_What you will do_: Output every line of the material below as a numbered list, skipping blank lines and leaving out the pictures.

(Dataset items)
--- start ---
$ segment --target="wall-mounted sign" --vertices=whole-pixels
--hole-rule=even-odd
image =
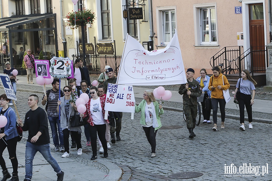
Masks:
[[[85,43],[85,50],[86,53],[89,54],[94,54],[94,48],[92,43]],[[80,53],[83,53],[83,45],[82,43],[78,44],[78,50]]]
[[[143,8],[128,8],[130,20],[142,19]]]
[[[235,6],[234,8],[235,8],[235,14],[242,14],[242,6]]]
[[[111,43],[97,43],[96,52],[98,54],[113,54],[113,45]]]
--- end ---
_Exercise response_:
1. $ segment --target="wall-mounted sign" --vertices=whole-pixels
2. --hole-rule=even-odd
3. image =
4. Masks:
5. [[[85,43],[85,50],[86,53],[89,54],[94,54],[94,48],[92,43]],[[80,53],[83,53],[83,45],[82,43],[78,44],[78,50]]]
6. [[[143,8],[128,8],[130,20],[142,19]]]
7. [[[235,6],[234,8],[235,8],[235,14],[242,14],[242,6]]]
8. [[[111,43],[97,43],[96,52],[98,54],[113,54],[113,45]]]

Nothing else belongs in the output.